Consegna: In base al blocco di testo, quanto tempo è passato dai fatti che la voce narrante ricorda?

Blocco di testo:
☆ ☆ ☆

Ti sei disteso di fianco a me, sulla mia coperta pesante, e hai accettato con supponente benevolenza la mia testa sul tuo petto, il braccio intorno alla tua vita e tutto il mio corpo teso ad ascoltarti respirare. Zitta, io, zitta, perchè tu potessi respirare a pieni polmoni tutta quella mia voglia patetica d'immolarmi nel tuo nome.
Eccomi, eccomi. Sono tutto quello di cui hai bisogno. E a buon mercato.
Quel giorno io volevo solo tenerti con me, giuro. Non volevo eccitarti e non volevo finire a letto con te: non ho mai smesso di desiderarlo, neanche per un'ora della mia esistenza, da quando si è tenuto quel nostro primo - buffissimo e disperato - incontro/scontro, ma quel giorno pensavo a tutt'altro. Pensavo a come intrappolarti nella mia vita e renderti comodo e accogliente il tuo soggiorno perpetuo nella mia anima.
Io sì che avrò cura di te.
A salvarti. A nient'altro pensavo. Poi hai parlato.
- Ho voglia di sporcherie.
Ed io manco avevo capito che andavi dicendo.
- Facciamo le sporcherie, dai.
- Non dirlo.
No, non dirlo. Non adesso. Non adesso che ti amo di un amore puro. Tienimi così, tienimi così e basta.
- Ormai l'ho detto.
E' passato più di un anno - quasi due - ma io me lo ricordo distintamento, come se fosse accaduto due mesi fa. Mi ricordo della faccia che avevi e di quel sorrisetto malizioso, mi ricordo del modo in cui mi sei salito sopra e della lentezza con cui hai preso a baciarmi, mi ricordo del reggiseno giallo che mi hai strappato via e di quei morsetti delicati al mio seno. Ti sei alzato a chiudere la porta, ad un certo punto, e hai acceso la luce dell'abat-jour rosa, mi hai fatto mettere a sedere ed io ho fatto quello che sapevo volevi.

☆ ☆ ☆

Dati di origine:
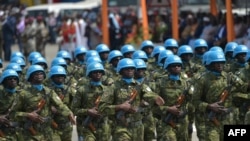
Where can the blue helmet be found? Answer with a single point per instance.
(157, 50)
(140, 64)
(170, 43)
(1, 63)
(32, 69)
(93, 59)
(147, 43)
(173, 59)
(18, 60)
(184, 49)
(91, 53)
(8, 73)
(205, 57)
(240, 49)
(33, 55)
(80, 50)
(38, 60)
(139, 54)
(64, 54)
(57, 70)
(215, 56)
(94, 66)
(102, 48)
(230, 46)
(248, 56)
(113, 54)
(127, 48)
(14, 66)
(125, 63)
(58, 61)
(216, 48)
(17, 54)
(200, 43)
(163, 55)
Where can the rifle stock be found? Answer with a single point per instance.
(223, 96)
(88, 122)
(121, 114)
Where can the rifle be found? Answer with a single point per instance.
(121, 114)
(28, 125)
(88, 121)
(223, 97)
(7, 115)
(169, 119)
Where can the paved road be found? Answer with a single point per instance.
(51, 51)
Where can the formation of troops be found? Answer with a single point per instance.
(150, 93)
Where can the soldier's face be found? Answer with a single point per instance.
(217, 66)
(96, 75)
(58, 79)
(128, 72)
(37, 77)
(139, 73)
(174, 69)
(241, 57)
(10, 82)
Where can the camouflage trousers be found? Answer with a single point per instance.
(167, 133)
(132, 132)
(63, 132)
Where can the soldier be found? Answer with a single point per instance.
(92, 126)
(61, 125)
(34, 107)
(103, 51)
(123, 106)
(239, 54)
(41, 35)
(9, 127)
(155, 54)
(114, 57)
(148, 120)
(127, 50)
(200, 47)
(174, 89)
(172, 45)
(213, 100)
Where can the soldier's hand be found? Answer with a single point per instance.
(94, 112)
(174, 110)
(216, 107)
(126, 106)
(159, 101)
(72, 119)
(33, 116)
(53, 109)
(4, 120)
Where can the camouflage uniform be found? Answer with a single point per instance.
(208, 90)
(61, 125)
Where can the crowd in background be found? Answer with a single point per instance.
(84, 29)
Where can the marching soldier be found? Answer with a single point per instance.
(123, 105)
(9, 127)
(60, 124)
(92, 125)
(34, 107)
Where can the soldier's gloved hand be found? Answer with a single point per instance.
(4, 120)
(216, 107)
(33, 116)
(159, 101)
(126, 106)
(174, 110)
(94, 112)
(72, 119)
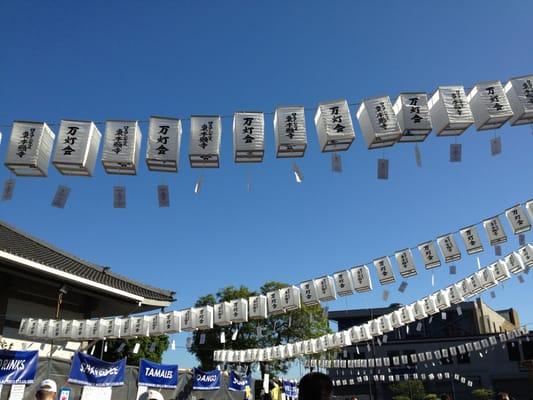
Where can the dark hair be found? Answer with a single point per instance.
(315, 386)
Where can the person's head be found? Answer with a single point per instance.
(154, 395)
(502, 396)
(315, 386)
(47, 390)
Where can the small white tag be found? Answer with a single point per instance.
(119, 197)
(163, 196)
(383, 168)
(455, 152)
(61, 196)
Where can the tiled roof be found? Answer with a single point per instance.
(20, 244)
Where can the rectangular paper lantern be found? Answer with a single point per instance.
(406, 264)
(239, 311)
(274, 303)
(334, 126)
(495, 231)
(257, 307)
(325, 288)
(412, 112)
(471, 239)
(122, 146)
(204, 318)
(77, 148)
(489, 105)
(449, 248)
(204, 145)
(30, 148)
(378, 122)
(384, 270)
(518, 219)
(222, 314)
(343, 283)
(248, 137)
(290, 298)
(308, 293)
(429, 255)
(361, 279)
(290, 132)
(519, 92)
(450, 112)
(164, 142)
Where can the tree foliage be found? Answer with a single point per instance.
(305, 323)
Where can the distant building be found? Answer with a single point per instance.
(32, 274)
(502, 369)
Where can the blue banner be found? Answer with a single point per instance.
(18, 367)
(238, 383)
(158, 375)
(209, 380)
(91, 371)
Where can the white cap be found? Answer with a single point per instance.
(48, 385)
(155, 395)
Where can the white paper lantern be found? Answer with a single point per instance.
(290, 132)
(172, 322)
(361, 279)
(77, 148)
(188, 319)
(222, 314)
(429, 255)
(514, 263)
(450, 112)
(518, 219)
(164, 143)
(122, 146)
(406, 264)
(449, 248)
(248, 137)
(30, 148)
(343, 283)
(239, 310)
(519, 92)
(384, 270)
(325, 288)
(378, 122)
(257, 307)
(204, 145)
(290, 298)
(489, 105)
(494, 230)
(204, 318)
(334, 126)
(471, 239)
(412, 112)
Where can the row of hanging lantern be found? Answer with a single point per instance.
(482, 280)
(448, 112)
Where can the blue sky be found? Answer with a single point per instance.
(110, 60)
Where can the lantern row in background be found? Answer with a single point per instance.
(449, 112)
(432, 304)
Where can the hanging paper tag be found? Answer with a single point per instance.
(163, 196)
(418, 156)
(61, 196)
(336, 163)
(9, 187)
(455, 152)
(383, 168)
(119, 197)
(495, 146)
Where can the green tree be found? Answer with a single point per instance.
(305, 323)
(151, 348)
(413, 390)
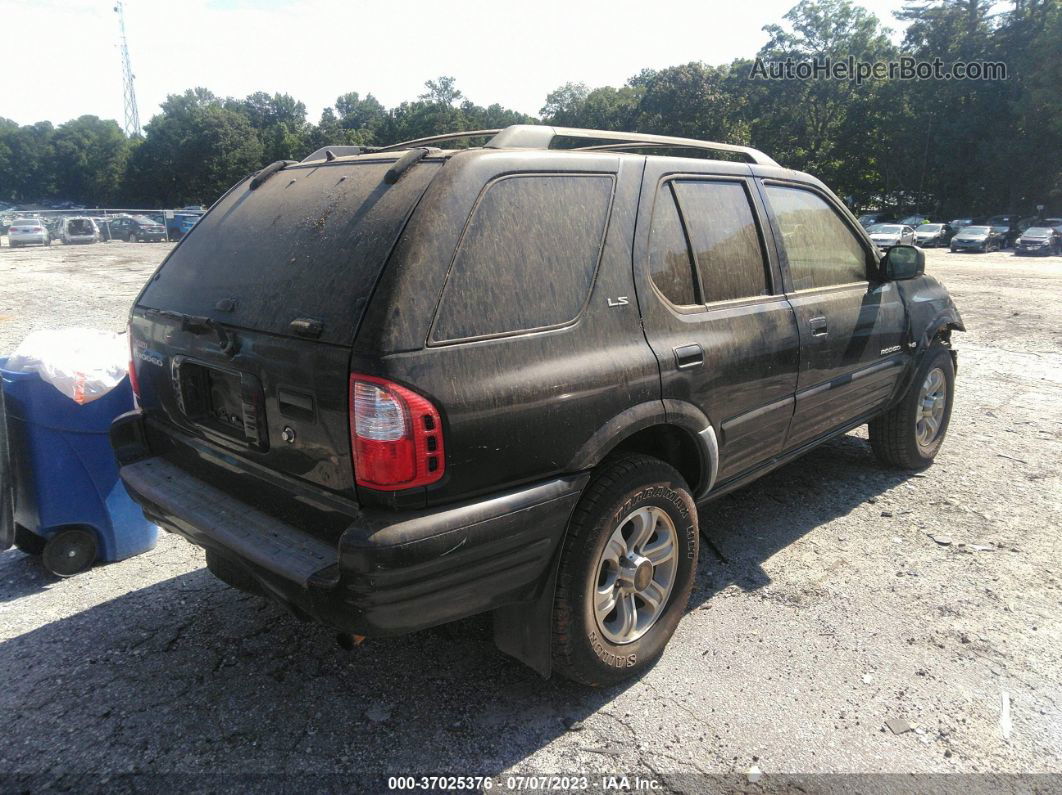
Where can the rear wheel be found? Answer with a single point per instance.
(910, 434)
(69, 552)
(627, 570)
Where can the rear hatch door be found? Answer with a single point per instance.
(241, 341)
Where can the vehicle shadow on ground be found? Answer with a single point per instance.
(21, 575)
(190, 675)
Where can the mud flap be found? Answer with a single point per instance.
(525, 629)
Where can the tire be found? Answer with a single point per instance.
(902, 437)
(69, 552)
(626, 495)
(29, 541)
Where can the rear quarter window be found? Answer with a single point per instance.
(527, 258)
(309, 243)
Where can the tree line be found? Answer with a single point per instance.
(937, 145)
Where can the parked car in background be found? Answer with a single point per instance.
(977, 239)
(181, 224)
(80, 230)
(870, 219)
(28, 231)
(929, 236)
(1006, 226)
(327, 408)
(1039, 240)
(103, 224)
(886, 236)
(54, 226)
(136, 229)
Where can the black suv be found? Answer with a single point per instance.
(137, 228)
(399, 387)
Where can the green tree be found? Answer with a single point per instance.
(89, 157)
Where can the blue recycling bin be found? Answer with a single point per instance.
(66, 477)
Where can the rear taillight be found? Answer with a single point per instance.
(396, 435)
(133, 379)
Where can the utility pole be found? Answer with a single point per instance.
(129, 93)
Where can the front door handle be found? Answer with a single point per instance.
(688, 356)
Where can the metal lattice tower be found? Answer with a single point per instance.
(129, 93)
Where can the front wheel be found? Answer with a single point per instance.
(627, 571)
(909, 435)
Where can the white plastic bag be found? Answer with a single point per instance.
(84, 364)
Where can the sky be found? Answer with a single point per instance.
(62, 59)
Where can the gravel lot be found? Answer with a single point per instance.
(823, 608)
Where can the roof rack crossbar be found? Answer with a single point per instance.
(533, 136)
(437, 138)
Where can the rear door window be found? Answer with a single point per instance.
(527, 258)
(669, 263)
(308, 243)
(724, 239)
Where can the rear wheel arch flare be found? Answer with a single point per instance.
(672, 445)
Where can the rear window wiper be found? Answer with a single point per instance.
(199, 325)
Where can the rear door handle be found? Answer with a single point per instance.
(688, 356)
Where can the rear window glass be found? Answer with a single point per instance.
(308, 243)
(527, 258)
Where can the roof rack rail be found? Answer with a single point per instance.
(535, 136)
(337, 151)
(541, 136)
(437, 138)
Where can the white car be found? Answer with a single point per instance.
(28, 231)
(80, 230)
(886, 236)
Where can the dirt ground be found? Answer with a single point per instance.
(823, 608)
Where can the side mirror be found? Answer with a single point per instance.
(903, 262)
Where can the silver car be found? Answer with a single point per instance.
(28, 231)
(886, 236)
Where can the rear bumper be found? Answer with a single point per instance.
(389, 572)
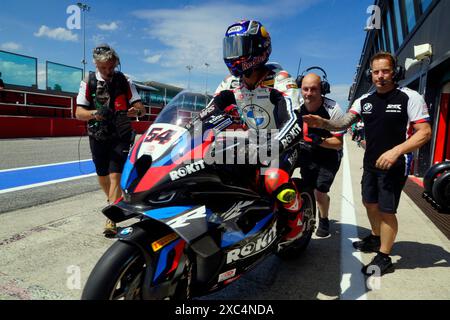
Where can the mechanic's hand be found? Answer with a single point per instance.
(387, 159)
(316, 140)
(135, 112)
(104, 112)
(313, 121)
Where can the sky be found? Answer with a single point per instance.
(156, 40)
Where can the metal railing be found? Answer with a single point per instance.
(26, 103)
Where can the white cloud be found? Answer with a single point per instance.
(153, 59)
(193, 35)
(57, 34)
(98, 39)
(108, 27)
(11, 46)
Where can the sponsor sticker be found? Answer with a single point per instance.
(227, 275)
(253, 247)
(234, 29)
(367, 107)
(126, 231)
(158, 244)
(187, 170)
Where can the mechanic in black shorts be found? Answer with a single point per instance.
(387, 114)
(106, 100)
(319, 166)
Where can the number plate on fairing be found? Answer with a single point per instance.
(158, 138)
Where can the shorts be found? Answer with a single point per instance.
(320, 176)
(109, 156)
(383, 188)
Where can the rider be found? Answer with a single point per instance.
(265, 97)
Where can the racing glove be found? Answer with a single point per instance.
(316, 140)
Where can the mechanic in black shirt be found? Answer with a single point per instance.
(106, 99)
(387, 114)
(319, 166)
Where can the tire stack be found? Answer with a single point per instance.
(437, 187)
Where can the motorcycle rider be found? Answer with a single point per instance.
(265, 97)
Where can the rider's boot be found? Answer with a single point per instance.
(279, 184)
(291, 204)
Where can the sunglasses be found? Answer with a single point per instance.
(100, 50)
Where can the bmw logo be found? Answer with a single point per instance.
(256, 117)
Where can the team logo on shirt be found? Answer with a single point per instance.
(397, 108)
(367, 108)
(256, 117)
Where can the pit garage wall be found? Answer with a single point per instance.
(30, 127)
(430, 30)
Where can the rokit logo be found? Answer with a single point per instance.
(186, 170)
(394, 108)
(367, 108)
(254, 246)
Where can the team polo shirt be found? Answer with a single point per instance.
(387, 118)
(329, 110)
(84, 97)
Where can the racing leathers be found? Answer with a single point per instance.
(270, 106)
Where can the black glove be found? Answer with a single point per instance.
(105, 112)
(316, 139)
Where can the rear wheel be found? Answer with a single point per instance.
(118, 275)
(296, 248)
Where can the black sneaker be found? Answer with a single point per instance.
(380, 265)
(370, 243)
(323, 230)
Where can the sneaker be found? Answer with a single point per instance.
(110, 229)
(370, 243)
(380, 265)
(323, 230)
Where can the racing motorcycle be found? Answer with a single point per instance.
(436, 184)
(199, 226)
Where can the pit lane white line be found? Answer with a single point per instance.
(353, 285)
(44, 165)
(46, 183)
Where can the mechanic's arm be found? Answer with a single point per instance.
(137, 110)
(86, 115)
(335, 143)
(332, 125)
(421, 136)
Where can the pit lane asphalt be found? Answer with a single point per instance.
(18, 153)
(45, 247)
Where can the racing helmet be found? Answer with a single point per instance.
(246, 46)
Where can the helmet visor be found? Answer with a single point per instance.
(235, 47)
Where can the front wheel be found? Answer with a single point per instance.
(297, 247)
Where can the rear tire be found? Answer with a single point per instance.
(117, 275)
(296, 248)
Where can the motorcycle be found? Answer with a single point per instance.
(436, 184)
(201, 226)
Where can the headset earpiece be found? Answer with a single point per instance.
(325, 87)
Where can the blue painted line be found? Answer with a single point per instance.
(24, 177)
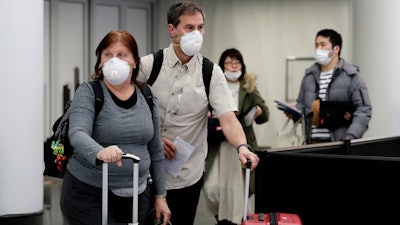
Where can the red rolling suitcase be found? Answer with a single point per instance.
(271, 218)
(135, 218)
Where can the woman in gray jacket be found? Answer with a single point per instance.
(336, 85)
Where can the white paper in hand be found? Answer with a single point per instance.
(185, 150)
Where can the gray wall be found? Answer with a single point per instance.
(268, 31)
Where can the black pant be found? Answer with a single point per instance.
(183, 203)
(81, 204)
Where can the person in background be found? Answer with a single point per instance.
(224, 176)
(124, 125)
(183, 107)
(330, 84)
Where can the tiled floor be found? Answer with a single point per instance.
(52, 214)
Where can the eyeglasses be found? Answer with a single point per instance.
(236, 63)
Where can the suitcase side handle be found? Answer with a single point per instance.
(135, 160)
(133, 157)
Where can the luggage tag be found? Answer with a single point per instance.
(58, 150)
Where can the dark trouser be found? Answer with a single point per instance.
(183, 203)
(81, 204)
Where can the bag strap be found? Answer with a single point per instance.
(148, 95)
(207, 73)
(158, 59)
(99, 96)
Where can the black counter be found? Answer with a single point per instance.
(334, 183)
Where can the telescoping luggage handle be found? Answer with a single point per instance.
(135, 219)
(246, 189)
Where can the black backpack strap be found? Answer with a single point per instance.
(207, 73)
(146, 91)
(158, 59)
(99, 96)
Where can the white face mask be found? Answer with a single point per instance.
(233, 76)
(116, 70)
(191, 43)
(322, 56)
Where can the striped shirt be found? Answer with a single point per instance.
(322, 134)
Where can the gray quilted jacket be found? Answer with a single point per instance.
(346, 85)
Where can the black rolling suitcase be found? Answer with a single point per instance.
(135, 218)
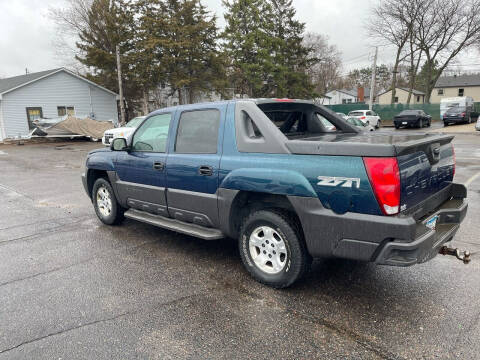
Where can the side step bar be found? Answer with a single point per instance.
(175, 225)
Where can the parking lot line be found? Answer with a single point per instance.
(472, 179)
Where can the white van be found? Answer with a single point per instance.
(463, 101)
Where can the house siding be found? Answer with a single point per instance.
(60, 89)
(2, 128)
(472, 91)
(386, 98)
(337, 97)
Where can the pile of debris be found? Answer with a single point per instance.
(71, 126)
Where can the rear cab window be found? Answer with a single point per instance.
(153, 134)
(198, 132)
(356, 113)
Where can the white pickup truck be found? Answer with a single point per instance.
(124, 131)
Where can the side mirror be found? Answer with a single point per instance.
(119, 144)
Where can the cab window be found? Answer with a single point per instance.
(152, 134)
(198, 132)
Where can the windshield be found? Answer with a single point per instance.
(135, 122)
(410, 112)
(356, 113)
(355, 122)
(456, 109)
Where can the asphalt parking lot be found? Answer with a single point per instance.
(72, 288)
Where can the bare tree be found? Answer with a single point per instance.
(71, 20)
(443, 28)
(393, 21)
(326, 65)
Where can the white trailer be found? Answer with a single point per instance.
(463, 101)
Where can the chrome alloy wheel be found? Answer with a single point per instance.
(268, 250)
(104, 201)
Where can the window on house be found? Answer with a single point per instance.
(33, 114)
(65, 110)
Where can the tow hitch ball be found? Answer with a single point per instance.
(460, 255)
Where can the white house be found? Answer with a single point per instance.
(342, 96)
(51, 94)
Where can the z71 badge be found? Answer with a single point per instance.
(338, 181)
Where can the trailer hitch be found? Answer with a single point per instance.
(462, 255)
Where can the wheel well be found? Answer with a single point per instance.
(247, 202)
(93, 175)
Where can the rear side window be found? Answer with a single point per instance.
(356, 113)
(198, 132)
(153, 134)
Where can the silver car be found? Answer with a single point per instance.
(358, 123)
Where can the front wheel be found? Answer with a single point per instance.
(105, 203)
(272, 248)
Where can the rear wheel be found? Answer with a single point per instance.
(105, 203)
(272, 248)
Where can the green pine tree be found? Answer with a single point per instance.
(289, 56)
(247, 46)
(110, 23)
(183, 36)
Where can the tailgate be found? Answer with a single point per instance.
(426, 167)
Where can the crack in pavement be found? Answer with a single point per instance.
(61, 332)
(7, 188)
(105, 254)
(38, 222)
(344, 332)
(63, 227)
(118, 316)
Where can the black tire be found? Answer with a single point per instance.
(297, 261)
(115, 216)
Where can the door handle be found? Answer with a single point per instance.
(205, 170)
(157, 165)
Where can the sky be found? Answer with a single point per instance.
(29, 35)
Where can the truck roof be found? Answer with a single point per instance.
(221, 102)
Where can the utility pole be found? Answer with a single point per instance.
(374, 79)
(120, 87)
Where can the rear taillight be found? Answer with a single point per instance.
(384, 177)
(454, 161)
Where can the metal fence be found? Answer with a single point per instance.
(387, 112)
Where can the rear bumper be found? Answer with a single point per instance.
(454, 120)
(427, 242)
(85, 184)
(401, 240)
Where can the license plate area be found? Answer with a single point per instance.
(432, 222)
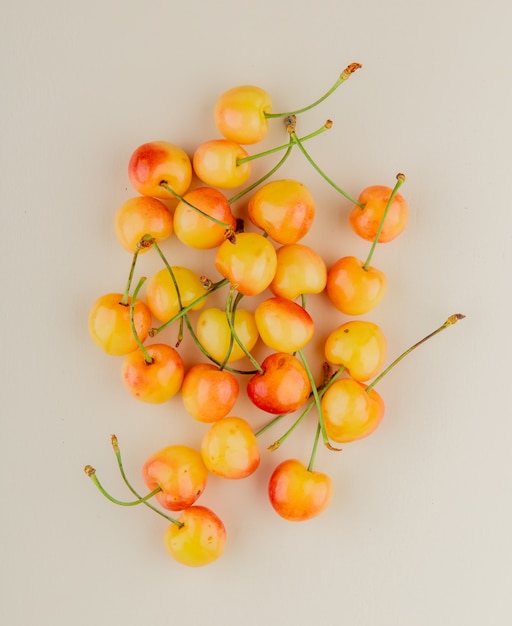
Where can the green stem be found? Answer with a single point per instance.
(298, 142)
(284, 146)
(234, 334)
(400, 179)
(453, 319)
(145, 353)
(347, 72)
(168, 188)
(117, 452)
(91, 472)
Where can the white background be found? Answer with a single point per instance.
(418, 531)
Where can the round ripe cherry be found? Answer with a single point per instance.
(365, 220)
(209, 393)
(249, 262)
(350, 412)
(154, 382)
(300, 270)
(155, 161)
(230, 448)
(196, 230)
(215, 162)
(282, 387)
(180, 473)
(298, 494)
(284, 209)
(352, 289)
(142, 216)
(199, 541)
(239, 114)
(162, 297)
(110, 327)
(360, 346)
(283, 325)
(214, 333)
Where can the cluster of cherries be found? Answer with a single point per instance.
(267, 261)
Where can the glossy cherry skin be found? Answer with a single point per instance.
(300, 270)
(282, 387)
(155, 161)
(365, 220)
(284, 209)
(360, 346)
(196, 230)
(154, 382)
(141, 216)
(199, 541)
(350, 412)
(230, 449)
(209, 393)
(249, 262)
(298, 494)
(283, 325)
(215, 162)
(214, 333)
(354, 290)
(180, 473)
(110, 327)
(239, 114)
(162, 297)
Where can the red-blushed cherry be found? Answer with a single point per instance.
(239, 114)
(157, 161)
(351, 412)
(230, 449)
(209, 393)
(284, 209)
(198, 538)
(282, 387)
(352, 289)
(359, 346)
(157, 381)
(297, 493)
(179, 471)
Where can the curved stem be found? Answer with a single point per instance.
(168, 188)
(400, 179)
(347, 72)
(298, 142)
(145, 353)
(117, 452)
(453, 319)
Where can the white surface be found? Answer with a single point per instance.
(418, 532)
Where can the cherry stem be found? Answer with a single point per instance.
(147, 357)
(230, 314)
(284, 146)
(91, 472)
(347, 72)
(117, 452)
(298, 142)
(453, 319)
(316, 396)
(213, 287)
(315, 447)
(126, 294)
(400, 179)
(168, 188)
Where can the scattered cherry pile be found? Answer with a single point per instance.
(257, 253)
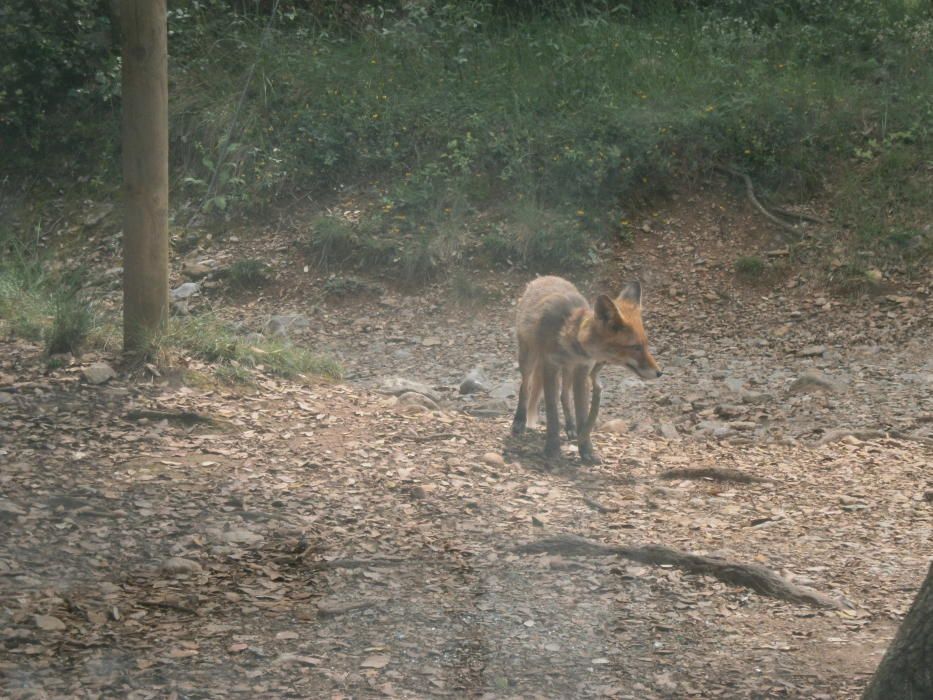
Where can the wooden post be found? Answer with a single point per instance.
(145, 171)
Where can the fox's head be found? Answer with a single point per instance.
(616, 335)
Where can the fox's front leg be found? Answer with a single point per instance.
(550, 380)
(587, 412)
(566, 387)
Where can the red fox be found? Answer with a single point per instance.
(562, 344)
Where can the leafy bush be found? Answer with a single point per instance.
(210, 339)
(58, 59)
(72, 323)
(248, 274)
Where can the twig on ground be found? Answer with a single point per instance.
(754, 576)
(714, 473)
(750, 191)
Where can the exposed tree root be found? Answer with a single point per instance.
(750, 191)
(760, 579)
(714, 473)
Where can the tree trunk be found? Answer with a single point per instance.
(906, 671)
(145, 171)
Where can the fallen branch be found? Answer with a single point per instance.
(799, 215)
(754, 576)
(750, 191)
(714, 473)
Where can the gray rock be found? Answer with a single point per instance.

☆ ☆ ☆

Soluzione esercizio: Più di un anno, quasi due.